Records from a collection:
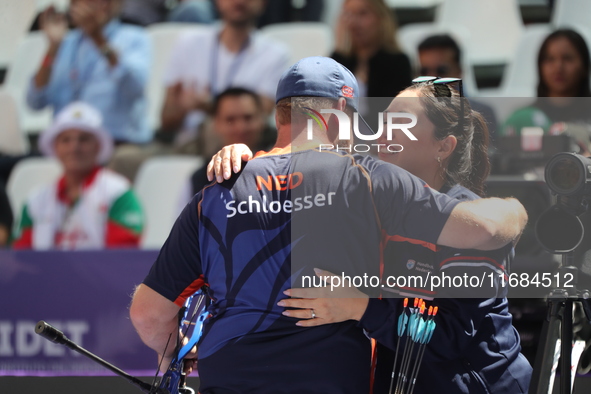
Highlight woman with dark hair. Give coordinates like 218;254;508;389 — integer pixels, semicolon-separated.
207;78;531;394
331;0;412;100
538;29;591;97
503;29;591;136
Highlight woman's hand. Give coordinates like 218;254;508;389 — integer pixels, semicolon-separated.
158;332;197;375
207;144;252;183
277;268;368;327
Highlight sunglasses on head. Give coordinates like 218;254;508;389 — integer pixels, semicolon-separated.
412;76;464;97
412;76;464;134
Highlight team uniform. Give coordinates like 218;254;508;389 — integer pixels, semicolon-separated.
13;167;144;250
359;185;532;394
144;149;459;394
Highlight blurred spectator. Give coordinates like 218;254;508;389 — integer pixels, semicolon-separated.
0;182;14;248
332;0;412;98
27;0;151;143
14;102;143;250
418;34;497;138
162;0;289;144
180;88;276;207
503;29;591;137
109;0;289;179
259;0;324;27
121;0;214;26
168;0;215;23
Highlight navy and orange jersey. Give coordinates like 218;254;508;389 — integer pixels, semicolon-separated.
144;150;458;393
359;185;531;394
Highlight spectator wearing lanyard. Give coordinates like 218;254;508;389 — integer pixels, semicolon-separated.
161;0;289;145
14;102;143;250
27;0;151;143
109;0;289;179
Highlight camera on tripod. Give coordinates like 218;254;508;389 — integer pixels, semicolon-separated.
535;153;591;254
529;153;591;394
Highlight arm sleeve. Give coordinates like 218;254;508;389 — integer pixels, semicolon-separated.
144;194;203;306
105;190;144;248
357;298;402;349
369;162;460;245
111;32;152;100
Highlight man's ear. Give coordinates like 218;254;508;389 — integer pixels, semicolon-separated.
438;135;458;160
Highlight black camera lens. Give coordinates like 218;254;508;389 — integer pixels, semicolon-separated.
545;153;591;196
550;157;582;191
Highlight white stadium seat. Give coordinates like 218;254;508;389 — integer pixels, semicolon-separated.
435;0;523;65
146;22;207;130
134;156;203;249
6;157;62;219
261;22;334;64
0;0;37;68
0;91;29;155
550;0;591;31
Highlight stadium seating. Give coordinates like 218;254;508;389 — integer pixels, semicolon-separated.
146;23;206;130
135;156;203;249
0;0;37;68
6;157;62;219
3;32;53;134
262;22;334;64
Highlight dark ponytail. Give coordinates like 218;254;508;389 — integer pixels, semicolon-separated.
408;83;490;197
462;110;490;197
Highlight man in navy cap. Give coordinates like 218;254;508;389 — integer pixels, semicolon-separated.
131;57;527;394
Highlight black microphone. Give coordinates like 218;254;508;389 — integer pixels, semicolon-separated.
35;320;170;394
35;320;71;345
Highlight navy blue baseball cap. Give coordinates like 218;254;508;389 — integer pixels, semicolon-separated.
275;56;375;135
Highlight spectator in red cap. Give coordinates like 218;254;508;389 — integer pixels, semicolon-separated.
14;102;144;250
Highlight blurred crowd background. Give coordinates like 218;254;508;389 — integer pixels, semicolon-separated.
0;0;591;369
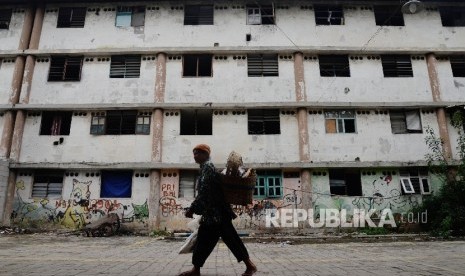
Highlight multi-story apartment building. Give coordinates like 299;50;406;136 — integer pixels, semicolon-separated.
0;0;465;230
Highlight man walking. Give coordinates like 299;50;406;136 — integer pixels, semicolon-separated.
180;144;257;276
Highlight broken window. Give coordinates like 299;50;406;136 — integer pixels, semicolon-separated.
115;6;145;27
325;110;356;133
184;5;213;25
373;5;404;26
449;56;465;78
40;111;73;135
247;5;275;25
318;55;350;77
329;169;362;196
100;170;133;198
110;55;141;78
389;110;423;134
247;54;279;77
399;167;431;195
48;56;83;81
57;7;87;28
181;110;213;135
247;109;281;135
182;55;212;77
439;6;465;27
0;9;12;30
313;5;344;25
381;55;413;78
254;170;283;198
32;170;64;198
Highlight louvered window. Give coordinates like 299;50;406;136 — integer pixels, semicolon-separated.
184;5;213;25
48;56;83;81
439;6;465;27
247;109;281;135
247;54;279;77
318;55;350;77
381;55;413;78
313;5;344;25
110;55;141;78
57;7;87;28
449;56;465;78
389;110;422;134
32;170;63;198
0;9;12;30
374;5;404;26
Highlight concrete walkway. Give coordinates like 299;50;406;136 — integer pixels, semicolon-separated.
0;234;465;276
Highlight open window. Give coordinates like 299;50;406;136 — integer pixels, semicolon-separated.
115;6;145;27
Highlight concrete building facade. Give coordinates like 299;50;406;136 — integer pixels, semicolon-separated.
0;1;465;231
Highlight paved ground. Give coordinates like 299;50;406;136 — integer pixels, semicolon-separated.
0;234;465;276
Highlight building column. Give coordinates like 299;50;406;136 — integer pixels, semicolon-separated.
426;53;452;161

SHORT PROBLEM
Pull every line of text out of the data above, word for word, and leave the pictures out.

FULL OUTPUT
Highlight woman with dark hair. Give coordinates like 218;254;508;389 — integer pixels, semicolon-separated.
207;78;531;394
331;0;412;100
538;29;591;97
503;29;591;136
Highlight woman's hand. Give coordinates like 218;254;508;389 — integer pixels, semicolon-separated.
158;332;197;375
207;144;252;183
277;268;368;327
Highlight sunglasses on head. Give coordinates like 218;254;508;389 — integer pixels, semicolon-separated.
412;76;464;97
412;76;464;134
Highlight team uniform. Give coordinates like 218;254;508;389 — integer pixels, semicolon-separated.
13;167;144;250
359;185;532;394
144;149;459;394
Highlight blurred spectator. Give coordinates like 218;254;508;389 — integer pixels, semicolon-separated.
0;182;14;248
332;0;412;98
27;0;151;143
14;102;143;250
418;34;497;138
162;0;289;144
180;88;276;207
503;29;591;137
109;0;289;179
259;0;324;27
121;0;214;26
168;0;215;23
Highlight navy and orange jersey. Give coordinates like 218;254;508;389 — integer pixels, semicolon-separated.
144;150;458;393
359;185;531;394
Highlight spectator wearing lanyard. Give coordinates like 218;254;508;389 — integer pixels, semicolon-separated.
161;0;289;145
14;102;143;250
27;0;151;143
109;0;289;179
Highlight camera on tripod. Give coordinates like 218;254;508;389 — integer pixels, semicolon-separated.
535;153;591;254
529;153;591;394
Highlight arm sleeve. Give coordinates like 218;254;508;389 — integer pixels, semicolon-separated.
144;194;203;306
105;190;144;248
357;298;402;349
369;162;460;245
111;32;152;100
Highlight man's ear. Give coordinates like 218;254;508;389 — integer pixels, semicolon-separated.
438;135;458;160
Highlight black camera lens. Give coordinates like 218;254;508;389 — integer pixels, semicolon-separated.
545;153;591;196
550;157;582;191
Highlight white stadium seat. Give coordinates like 218;254;508;389 — integer pixels, semicolon-separated.
435;0;523;65
146;22;207;130
134;156;203;249
6;157;62;219
261;22;334;64
0;0;37;68
0;91;29;155
550;0;591;31
Highlight stadium seating. Give coordinates like 218;254;508;389 — integer pixels, semicolon-separated.
146;23;206;130
135;156;203;249
0;0;37;68
6;157;62;219
3;32;53;134
262;22;334;64
Highlight dark ponytail. Give coordinates like 218;254;508;389 — integer pixels, semicolon-separated.
408;83;490;197
462;110;490;197
Highlight man in navy cap. Give coordinates like 218;254;508;389 — integer pixels, semicolon-separated.
131;57;527;394
Highlight black microphone. Give coordinates like 218;254;508;389 — integer pixels, semicolon-separated.
35;320;170;394
35;320;71;345
Highlight navy blue baseball cap. Give coordinates like 218;254;508;389 — integer pixels, semicolon-separated.
275;56;375;135
Highlight spectator in red cap. Give coordinates like 218;254;508;389 — integer pixels, semicolon-separated.
14;102;144;250
Highlight blurred crowd background. Give coordinates like 218;254;508;389 — integer pixels, semicolon-separated.
0;0;591;369
Highlight multi-story apartment building. Give coordinates like 299;50;406;136 — integer pixels, semicolon-separated.
0;0;465;230
Highlight man walking. Give coordinates like 299;50;406;136 — integer pixels, semicolon-separated.
180;144;257;276
Highlight broken window. Give coordinates like 299;50;406;136 — integer pixels, semicolon-separated.
115;6;145;27
325;110;356;133
184;5;213;25
373;5;404;26
449;56;465;78
40;111;73;135
247;5;275;25
318;55;350;77
329;169;362;196
100;170;133;198
110;55;141;78
389;110;423;134
247;54;279;77
399;167;431;195
48;56;83;81
57;7;87;28
181;110;213;135
247;109;281;135
182;55;212;77
439;6;465;27
0;9;12;30
313;5;344;25
381;55;413;78
254;170;283;198
32;170;64;198
Highlight louvered window. Give coordinates like 299;50;406;136 — integer pixels, semicolon-separated.
184;5;213;25
48;56;83;81
439;6;465;27
247;109;281;135
247;54;279;77
318;55;350;77
381;55;413;78
313;5;344;25
110;55;141;78
57;7;87;28
449;56;465;78
389;110;422;134
32;170;63;198
0;9;12;30
374;5;404;26
Highlight concrete walkway. Give coordinates like 299;50;406;136 — integer pixels, semicolon-separated.
0;234;465;276
Highlight open window. Give coordinates like 299;50;406;136 — integer pixels, semicolon-separated.
115;6;145;27
Highlight concrete building facade. Give coordinates like 299;50;406;136 — integer pixels, semicolon-separated.
0;1;465;231
Highlight paved ground. Give coordinates like 299;50;406;136 — integer pixels, semicolon-separated.
0;234;465;276
Highlight building column. Give coordinates like 299;50;406;136 — integer pixels, semicolon-separated.
426;53;452;161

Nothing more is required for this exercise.